> WHAT TO WORK ON: Each line of the listing below that includes "pole" must be copied.
++++++++
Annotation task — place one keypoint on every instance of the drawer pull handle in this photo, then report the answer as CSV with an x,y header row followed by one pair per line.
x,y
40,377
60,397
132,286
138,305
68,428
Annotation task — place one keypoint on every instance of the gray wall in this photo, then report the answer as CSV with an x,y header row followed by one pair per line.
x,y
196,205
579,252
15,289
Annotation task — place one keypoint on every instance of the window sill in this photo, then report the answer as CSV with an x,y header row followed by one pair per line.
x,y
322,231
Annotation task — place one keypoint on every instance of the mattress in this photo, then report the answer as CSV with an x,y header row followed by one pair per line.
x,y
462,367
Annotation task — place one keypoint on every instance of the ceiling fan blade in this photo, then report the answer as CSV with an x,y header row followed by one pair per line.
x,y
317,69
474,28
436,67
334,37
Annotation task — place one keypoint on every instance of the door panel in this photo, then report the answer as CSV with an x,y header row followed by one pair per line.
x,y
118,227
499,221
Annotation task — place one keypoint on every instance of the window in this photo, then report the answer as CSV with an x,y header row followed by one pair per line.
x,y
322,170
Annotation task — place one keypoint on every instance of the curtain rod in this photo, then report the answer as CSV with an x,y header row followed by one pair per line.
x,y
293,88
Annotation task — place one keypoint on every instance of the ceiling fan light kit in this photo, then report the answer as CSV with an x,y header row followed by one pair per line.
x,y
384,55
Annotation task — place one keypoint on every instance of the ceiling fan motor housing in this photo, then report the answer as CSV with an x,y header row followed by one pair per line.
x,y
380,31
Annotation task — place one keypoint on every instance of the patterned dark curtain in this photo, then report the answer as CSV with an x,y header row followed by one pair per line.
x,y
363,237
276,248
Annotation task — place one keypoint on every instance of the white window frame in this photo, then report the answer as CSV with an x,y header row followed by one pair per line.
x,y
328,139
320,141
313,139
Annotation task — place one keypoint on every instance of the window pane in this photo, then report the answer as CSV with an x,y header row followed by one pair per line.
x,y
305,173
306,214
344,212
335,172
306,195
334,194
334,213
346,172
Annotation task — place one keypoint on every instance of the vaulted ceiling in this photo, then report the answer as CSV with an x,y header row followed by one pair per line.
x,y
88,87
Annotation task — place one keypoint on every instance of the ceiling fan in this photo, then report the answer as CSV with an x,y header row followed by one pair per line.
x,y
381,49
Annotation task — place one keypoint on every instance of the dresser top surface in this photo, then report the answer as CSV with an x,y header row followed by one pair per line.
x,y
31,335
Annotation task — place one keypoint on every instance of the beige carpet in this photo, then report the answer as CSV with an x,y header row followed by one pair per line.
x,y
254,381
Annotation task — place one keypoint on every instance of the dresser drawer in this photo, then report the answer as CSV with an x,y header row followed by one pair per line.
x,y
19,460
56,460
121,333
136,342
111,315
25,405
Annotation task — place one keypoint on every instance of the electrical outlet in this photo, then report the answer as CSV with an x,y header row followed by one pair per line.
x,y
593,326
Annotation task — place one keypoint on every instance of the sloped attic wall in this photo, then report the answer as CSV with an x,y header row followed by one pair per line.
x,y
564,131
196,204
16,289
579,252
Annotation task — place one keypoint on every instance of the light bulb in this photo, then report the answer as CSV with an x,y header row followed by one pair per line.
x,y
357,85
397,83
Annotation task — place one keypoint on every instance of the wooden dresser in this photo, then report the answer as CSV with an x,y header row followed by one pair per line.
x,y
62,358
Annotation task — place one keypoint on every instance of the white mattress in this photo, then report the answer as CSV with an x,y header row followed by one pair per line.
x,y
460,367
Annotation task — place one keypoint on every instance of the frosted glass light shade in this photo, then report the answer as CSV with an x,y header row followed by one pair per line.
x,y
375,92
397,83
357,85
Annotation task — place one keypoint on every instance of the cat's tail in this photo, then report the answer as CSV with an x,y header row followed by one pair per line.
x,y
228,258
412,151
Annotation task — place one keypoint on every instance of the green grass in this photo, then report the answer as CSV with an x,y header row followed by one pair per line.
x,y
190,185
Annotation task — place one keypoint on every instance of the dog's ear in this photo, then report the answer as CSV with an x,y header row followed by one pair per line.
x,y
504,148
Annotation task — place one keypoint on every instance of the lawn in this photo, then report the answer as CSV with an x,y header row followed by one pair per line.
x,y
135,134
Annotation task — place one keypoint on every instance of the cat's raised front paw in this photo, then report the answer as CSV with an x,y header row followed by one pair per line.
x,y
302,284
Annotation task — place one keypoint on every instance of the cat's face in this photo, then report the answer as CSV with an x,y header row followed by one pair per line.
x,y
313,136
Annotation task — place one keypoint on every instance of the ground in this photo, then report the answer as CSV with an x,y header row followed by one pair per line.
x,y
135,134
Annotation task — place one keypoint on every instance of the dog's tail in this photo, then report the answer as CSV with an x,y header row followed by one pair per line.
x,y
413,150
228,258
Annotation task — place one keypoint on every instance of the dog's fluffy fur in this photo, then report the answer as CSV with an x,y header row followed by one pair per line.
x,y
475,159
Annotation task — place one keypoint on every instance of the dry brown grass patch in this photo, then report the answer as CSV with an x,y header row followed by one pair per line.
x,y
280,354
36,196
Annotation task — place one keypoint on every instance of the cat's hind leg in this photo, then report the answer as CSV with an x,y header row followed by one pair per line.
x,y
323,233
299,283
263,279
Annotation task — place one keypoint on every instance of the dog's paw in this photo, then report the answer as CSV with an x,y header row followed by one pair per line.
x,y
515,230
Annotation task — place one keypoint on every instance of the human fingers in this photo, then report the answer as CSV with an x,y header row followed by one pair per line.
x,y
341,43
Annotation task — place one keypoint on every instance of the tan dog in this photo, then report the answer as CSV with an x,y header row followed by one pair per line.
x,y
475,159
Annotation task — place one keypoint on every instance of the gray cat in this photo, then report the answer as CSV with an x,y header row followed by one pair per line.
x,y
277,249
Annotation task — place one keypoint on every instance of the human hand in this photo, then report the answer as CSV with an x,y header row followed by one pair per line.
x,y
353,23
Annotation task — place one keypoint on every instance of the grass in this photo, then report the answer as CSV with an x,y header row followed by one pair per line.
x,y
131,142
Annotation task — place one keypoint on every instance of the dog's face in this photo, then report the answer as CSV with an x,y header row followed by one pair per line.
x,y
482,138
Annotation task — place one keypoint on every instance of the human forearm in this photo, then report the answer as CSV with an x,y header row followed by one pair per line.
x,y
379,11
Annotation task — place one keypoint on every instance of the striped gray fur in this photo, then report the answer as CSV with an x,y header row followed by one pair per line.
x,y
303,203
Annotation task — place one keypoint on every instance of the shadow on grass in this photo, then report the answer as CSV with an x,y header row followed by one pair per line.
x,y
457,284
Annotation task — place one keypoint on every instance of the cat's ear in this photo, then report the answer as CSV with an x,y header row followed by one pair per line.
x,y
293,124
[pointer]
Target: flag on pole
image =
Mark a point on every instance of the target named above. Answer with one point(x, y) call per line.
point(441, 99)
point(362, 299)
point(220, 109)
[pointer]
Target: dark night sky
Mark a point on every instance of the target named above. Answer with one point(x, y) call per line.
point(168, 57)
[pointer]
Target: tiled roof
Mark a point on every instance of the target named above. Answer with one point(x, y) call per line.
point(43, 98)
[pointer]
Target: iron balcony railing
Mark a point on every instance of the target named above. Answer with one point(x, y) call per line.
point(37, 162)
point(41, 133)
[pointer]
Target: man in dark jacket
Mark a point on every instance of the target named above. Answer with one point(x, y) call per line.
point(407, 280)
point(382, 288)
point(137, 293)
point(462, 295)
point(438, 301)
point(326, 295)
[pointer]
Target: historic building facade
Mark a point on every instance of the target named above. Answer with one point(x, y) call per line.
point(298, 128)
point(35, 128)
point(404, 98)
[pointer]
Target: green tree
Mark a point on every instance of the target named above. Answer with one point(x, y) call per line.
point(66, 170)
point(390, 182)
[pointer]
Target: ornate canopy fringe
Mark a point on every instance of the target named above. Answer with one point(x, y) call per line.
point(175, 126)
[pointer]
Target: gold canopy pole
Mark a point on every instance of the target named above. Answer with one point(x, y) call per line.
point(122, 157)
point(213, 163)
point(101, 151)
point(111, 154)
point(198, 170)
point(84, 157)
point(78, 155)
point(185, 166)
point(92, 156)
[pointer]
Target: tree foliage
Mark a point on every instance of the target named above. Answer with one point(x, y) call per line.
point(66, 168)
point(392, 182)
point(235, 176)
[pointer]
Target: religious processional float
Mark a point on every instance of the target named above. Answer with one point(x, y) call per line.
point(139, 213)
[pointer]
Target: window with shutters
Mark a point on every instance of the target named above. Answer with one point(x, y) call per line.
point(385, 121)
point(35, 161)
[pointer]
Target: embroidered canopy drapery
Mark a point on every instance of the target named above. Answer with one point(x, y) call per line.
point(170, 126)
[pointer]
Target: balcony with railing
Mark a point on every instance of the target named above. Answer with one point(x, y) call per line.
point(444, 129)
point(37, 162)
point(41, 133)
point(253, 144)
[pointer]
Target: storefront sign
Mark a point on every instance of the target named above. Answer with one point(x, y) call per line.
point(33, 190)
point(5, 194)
++++++++
> ANSWER SPACE:
Target: flag on pole
Target: gold canopy pole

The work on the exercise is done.